Task goal -> Return only the lines of the listing below that run from the line with "Every instance of the red lantern" through the line with "[[350, 185], [314, 104], [21, 206], [569, 200]]", both ends included, exactly as written.

Record extracts ->

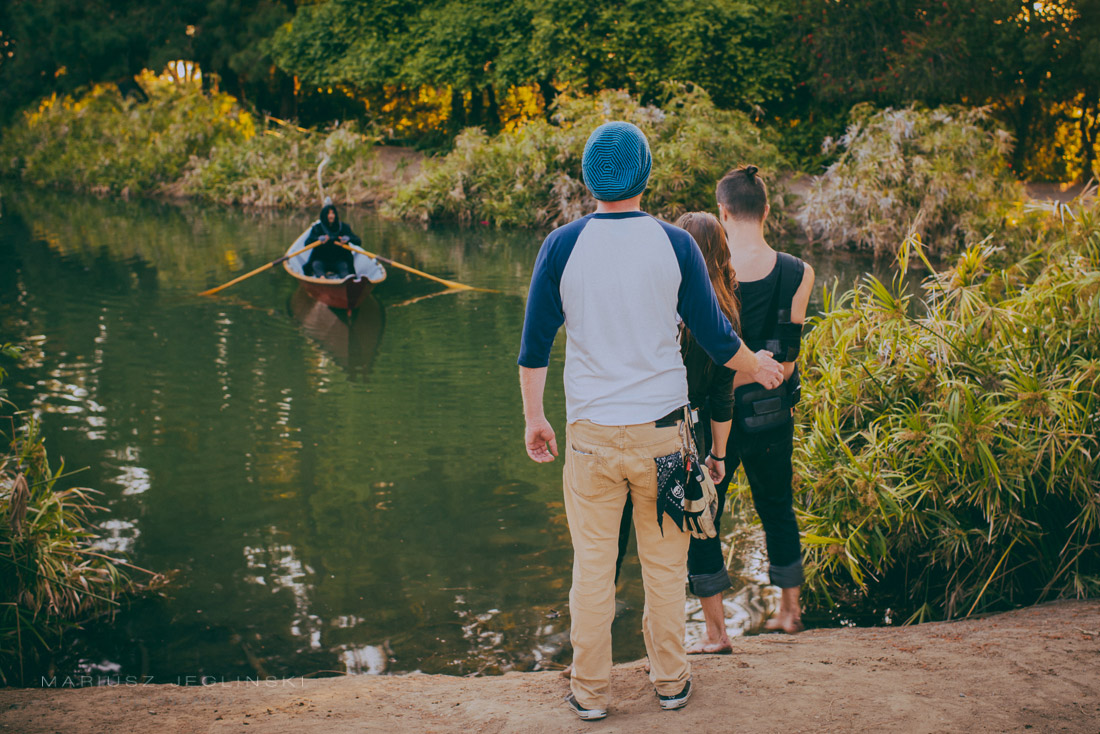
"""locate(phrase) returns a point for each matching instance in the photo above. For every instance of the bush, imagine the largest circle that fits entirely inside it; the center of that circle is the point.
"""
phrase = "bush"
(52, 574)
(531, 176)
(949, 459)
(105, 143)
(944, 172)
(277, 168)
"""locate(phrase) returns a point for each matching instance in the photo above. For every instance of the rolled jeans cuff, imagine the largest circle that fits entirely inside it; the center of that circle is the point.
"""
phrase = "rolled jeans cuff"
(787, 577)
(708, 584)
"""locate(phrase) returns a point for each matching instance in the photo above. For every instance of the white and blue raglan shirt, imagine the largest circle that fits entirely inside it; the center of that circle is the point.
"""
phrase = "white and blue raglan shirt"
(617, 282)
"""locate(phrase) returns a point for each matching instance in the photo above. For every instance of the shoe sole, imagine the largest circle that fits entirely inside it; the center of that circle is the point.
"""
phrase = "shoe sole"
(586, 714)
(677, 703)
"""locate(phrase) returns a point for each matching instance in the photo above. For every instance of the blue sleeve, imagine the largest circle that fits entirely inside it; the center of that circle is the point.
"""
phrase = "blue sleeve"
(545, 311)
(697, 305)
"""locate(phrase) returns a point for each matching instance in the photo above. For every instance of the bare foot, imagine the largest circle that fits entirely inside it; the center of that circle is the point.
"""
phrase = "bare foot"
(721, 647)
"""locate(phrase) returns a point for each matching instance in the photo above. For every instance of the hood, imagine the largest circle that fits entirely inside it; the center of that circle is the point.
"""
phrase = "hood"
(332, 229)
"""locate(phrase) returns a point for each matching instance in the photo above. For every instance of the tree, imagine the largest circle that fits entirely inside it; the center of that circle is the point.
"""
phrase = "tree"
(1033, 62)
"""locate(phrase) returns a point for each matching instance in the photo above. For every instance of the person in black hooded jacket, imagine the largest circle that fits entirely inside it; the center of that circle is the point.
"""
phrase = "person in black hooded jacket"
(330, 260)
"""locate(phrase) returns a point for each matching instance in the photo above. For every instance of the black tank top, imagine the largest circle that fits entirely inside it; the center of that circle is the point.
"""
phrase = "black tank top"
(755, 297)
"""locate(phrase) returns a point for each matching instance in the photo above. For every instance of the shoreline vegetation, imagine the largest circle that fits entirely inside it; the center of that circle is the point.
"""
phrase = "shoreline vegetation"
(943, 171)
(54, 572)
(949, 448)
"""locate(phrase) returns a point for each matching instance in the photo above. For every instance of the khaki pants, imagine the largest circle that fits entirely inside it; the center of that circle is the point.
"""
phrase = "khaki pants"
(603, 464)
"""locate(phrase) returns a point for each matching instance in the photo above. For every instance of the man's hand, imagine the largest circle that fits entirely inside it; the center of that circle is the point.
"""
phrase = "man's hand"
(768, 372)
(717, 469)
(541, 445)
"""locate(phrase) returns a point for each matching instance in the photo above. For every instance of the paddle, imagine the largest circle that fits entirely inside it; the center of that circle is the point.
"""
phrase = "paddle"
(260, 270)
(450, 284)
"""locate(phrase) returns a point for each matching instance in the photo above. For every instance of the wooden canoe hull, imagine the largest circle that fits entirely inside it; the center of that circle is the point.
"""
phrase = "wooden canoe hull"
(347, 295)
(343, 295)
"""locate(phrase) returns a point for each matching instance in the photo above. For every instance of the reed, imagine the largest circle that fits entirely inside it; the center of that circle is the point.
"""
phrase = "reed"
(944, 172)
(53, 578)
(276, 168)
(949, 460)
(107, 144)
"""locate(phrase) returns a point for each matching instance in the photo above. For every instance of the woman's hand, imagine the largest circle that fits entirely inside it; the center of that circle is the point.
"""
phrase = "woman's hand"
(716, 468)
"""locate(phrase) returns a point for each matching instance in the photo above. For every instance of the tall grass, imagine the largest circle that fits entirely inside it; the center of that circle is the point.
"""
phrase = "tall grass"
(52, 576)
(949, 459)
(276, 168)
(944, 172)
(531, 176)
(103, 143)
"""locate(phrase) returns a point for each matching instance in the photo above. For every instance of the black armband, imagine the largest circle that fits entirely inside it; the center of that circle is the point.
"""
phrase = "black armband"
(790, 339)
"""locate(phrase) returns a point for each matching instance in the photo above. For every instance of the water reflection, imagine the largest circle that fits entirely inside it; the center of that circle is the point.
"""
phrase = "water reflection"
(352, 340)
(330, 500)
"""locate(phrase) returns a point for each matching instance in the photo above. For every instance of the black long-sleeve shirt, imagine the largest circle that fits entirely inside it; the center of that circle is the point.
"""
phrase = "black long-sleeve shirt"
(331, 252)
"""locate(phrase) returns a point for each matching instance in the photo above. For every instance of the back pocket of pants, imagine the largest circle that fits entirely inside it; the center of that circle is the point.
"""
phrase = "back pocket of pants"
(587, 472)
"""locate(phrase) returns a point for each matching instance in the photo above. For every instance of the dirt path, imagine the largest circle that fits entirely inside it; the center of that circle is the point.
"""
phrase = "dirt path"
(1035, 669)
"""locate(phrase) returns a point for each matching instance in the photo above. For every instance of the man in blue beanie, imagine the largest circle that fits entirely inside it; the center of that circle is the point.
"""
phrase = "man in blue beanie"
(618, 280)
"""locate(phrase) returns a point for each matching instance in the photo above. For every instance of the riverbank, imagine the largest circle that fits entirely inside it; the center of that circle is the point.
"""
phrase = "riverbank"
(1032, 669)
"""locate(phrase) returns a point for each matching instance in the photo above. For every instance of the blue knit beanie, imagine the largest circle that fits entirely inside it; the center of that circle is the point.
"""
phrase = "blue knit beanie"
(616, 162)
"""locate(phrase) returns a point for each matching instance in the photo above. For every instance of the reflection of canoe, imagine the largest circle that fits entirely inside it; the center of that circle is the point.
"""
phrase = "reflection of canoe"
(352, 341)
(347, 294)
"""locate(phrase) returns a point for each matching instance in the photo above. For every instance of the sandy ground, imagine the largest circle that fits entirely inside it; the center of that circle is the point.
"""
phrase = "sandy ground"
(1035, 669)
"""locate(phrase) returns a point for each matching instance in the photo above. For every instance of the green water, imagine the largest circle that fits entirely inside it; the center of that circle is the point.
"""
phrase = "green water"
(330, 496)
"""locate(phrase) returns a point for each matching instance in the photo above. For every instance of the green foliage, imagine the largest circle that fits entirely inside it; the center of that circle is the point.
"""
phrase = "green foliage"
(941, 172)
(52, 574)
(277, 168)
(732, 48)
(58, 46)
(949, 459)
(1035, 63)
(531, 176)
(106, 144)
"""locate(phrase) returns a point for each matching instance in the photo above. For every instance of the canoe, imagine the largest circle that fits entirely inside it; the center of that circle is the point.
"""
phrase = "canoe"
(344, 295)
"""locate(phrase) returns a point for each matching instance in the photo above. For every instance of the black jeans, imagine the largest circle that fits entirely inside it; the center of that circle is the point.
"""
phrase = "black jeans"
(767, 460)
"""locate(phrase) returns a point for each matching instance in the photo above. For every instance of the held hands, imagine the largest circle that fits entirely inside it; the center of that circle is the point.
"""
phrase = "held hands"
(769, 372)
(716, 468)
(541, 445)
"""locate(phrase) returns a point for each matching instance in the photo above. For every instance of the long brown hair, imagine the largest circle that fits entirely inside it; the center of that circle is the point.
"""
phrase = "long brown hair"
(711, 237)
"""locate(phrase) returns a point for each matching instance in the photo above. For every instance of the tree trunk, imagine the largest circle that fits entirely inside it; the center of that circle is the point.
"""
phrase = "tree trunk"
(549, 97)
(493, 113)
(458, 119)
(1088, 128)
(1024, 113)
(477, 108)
...
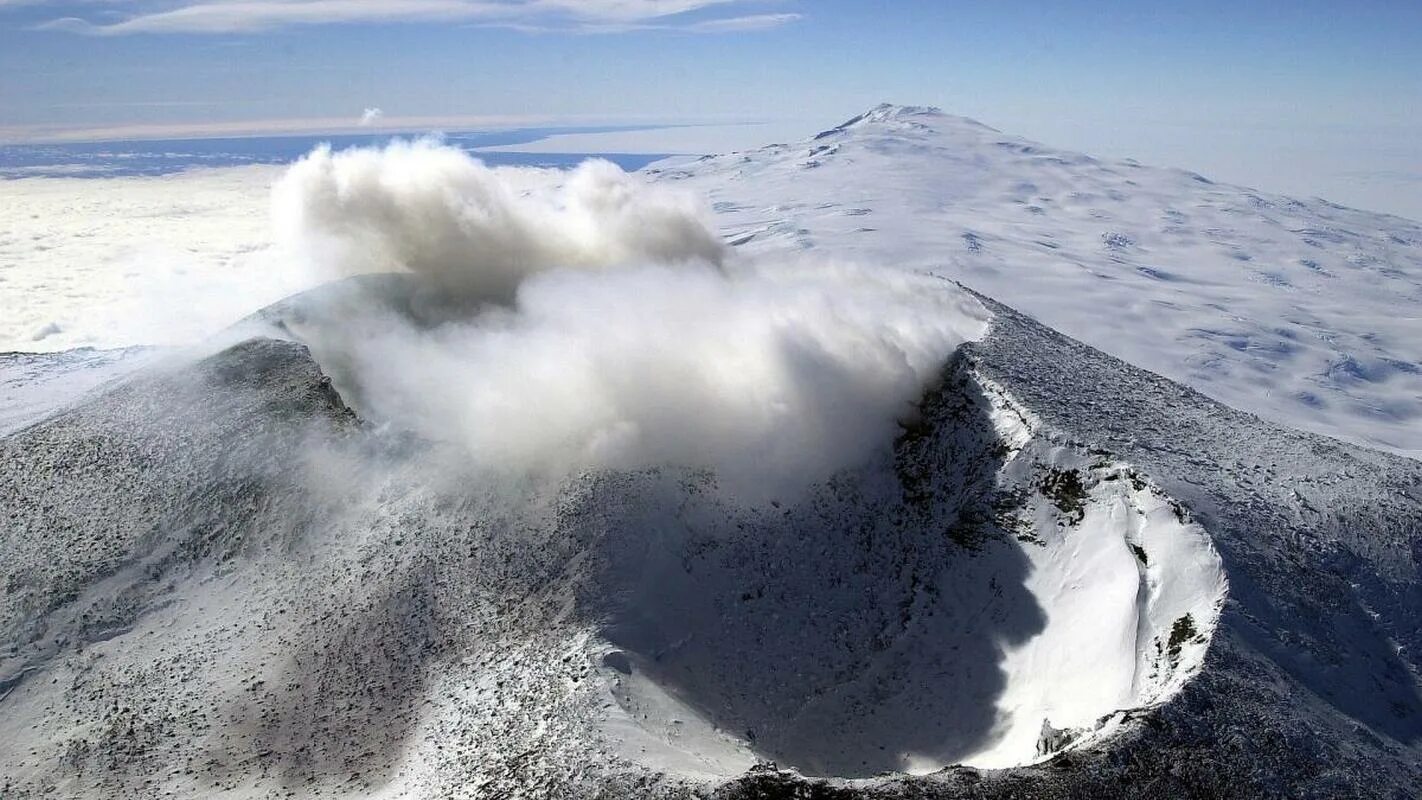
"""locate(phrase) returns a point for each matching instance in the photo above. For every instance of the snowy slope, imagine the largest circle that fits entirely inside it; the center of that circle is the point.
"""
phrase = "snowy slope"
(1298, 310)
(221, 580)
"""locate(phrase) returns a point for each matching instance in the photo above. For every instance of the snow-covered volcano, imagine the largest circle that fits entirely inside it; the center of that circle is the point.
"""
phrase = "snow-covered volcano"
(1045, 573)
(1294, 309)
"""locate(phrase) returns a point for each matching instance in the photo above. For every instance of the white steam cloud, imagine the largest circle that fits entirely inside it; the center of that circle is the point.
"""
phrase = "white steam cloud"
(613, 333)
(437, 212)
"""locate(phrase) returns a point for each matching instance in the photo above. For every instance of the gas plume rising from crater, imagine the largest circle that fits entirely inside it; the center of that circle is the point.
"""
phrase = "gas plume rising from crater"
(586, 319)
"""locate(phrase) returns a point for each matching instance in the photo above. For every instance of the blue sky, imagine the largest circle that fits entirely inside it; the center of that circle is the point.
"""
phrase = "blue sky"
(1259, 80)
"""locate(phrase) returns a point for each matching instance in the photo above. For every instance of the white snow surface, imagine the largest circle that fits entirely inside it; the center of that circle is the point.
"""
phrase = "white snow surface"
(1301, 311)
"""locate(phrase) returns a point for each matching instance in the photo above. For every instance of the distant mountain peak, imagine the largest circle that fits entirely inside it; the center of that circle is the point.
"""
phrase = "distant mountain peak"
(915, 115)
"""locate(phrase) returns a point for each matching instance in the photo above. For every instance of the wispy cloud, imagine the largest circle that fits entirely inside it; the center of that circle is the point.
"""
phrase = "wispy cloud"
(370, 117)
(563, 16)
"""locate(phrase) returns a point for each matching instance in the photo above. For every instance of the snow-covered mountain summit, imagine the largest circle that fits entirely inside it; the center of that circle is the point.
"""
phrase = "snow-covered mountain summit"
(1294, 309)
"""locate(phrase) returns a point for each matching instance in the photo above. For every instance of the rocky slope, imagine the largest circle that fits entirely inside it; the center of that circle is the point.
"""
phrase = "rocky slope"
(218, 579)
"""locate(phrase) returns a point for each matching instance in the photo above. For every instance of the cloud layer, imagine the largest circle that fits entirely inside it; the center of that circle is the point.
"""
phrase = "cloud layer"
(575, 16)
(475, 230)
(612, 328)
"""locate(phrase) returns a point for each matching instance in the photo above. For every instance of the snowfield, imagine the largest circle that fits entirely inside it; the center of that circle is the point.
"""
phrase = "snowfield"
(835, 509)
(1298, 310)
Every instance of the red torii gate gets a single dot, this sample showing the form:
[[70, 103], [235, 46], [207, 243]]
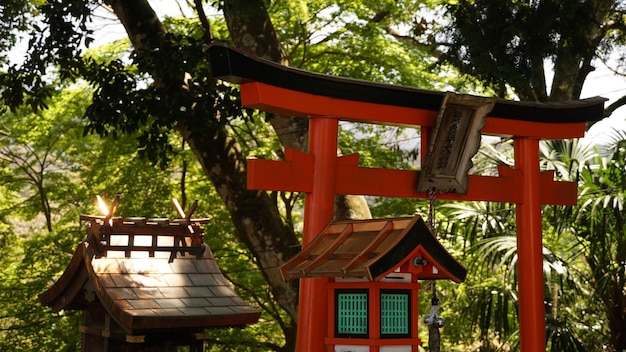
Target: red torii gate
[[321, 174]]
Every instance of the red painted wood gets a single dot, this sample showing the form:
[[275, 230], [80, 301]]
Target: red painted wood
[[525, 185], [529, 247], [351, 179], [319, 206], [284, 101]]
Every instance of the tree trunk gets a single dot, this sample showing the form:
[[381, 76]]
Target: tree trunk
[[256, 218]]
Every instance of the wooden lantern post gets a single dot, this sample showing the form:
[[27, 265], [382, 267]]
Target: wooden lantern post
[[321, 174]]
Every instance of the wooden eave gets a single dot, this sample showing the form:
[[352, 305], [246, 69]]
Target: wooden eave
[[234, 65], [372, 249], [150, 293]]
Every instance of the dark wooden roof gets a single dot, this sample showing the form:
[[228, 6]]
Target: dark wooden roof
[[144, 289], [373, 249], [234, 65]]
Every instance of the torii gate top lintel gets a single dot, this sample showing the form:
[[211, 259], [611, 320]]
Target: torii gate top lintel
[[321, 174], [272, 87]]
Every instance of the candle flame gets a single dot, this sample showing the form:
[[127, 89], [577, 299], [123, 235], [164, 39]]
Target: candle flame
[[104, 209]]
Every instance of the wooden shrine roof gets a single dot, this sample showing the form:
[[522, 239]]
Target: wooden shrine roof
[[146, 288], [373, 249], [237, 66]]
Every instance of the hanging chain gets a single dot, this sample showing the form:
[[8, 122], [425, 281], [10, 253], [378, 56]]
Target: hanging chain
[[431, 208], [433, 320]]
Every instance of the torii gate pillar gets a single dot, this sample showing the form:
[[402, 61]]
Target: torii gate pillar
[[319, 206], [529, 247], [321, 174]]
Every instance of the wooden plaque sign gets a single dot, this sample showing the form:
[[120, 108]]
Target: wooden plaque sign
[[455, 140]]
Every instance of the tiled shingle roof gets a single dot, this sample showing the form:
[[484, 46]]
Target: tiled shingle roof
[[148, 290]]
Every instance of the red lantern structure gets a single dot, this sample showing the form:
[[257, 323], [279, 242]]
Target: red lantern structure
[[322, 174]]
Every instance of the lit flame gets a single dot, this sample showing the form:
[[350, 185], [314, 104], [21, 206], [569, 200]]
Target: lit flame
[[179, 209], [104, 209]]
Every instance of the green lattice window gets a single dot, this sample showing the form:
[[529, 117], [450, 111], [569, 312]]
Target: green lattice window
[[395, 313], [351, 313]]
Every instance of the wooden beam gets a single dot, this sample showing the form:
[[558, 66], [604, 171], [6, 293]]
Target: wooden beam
...
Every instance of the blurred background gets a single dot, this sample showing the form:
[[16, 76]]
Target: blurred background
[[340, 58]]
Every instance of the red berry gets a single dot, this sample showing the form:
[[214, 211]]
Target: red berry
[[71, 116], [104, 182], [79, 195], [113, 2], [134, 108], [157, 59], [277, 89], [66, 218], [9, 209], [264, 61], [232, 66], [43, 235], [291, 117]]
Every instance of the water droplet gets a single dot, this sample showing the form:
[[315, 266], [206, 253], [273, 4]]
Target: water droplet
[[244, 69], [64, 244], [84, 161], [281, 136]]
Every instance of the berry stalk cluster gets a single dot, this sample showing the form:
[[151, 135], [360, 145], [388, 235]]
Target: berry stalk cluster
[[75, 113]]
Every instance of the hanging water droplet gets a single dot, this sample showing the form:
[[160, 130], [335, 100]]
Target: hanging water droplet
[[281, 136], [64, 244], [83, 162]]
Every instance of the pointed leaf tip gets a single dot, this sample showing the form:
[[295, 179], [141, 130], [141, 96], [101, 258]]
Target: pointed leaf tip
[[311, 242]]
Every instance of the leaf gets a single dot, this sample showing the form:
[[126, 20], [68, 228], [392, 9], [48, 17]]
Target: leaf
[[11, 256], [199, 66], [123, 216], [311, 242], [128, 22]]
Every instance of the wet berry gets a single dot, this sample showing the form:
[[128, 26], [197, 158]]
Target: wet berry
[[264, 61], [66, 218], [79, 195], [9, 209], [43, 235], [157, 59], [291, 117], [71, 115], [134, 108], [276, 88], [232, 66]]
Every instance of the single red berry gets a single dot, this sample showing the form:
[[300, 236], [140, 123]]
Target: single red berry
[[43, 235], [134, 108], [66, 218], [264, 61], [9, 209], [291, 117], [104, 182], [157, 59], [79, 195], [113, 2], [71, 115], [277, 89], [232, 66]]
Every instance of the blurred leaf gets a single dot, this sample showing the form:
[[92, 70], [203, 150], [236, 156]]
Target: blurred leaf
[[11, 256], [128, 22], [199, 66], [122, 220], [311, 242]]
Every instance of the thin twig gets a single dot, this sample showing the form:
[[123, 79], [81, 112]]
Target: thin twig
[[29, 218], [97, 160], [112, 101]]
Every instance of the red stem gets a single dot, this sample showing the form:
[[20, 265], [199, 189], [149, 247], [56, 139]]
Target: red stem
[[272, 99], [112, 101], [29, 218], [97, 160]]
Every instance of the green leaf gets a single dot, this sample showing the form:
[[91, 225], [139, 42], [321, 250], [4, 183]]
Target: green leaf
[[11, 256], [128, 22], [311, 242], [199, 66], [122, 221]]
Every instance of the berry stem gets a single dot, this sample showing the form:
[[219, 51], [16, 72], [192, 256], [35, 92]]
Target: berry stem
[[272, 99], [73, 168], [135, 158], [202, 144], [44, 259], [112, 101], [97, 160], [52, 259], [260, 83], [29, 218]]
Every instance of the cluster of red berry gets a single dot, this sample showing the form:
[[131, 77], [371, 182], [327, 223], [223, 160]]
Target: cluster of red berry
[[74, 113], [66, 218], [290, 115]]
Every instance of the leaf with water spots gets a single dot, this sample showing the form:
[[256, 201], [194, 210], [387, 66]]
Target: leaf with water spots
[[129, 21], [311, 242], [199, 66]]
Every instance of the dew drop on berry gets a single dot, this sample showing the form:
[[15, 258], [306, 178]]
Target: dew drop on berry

Response to the exercise ->
Every instance of the red lantern structure gets a single dot, this sample showing the form:
[[257, 323], [279, 242]]
Target: red lantern structure
[[322, 174]]
Every instance of the lit flame gets a single dot, this sample showing the form:
[[350, 185], [314, 104], [21, 206], [569, 200]]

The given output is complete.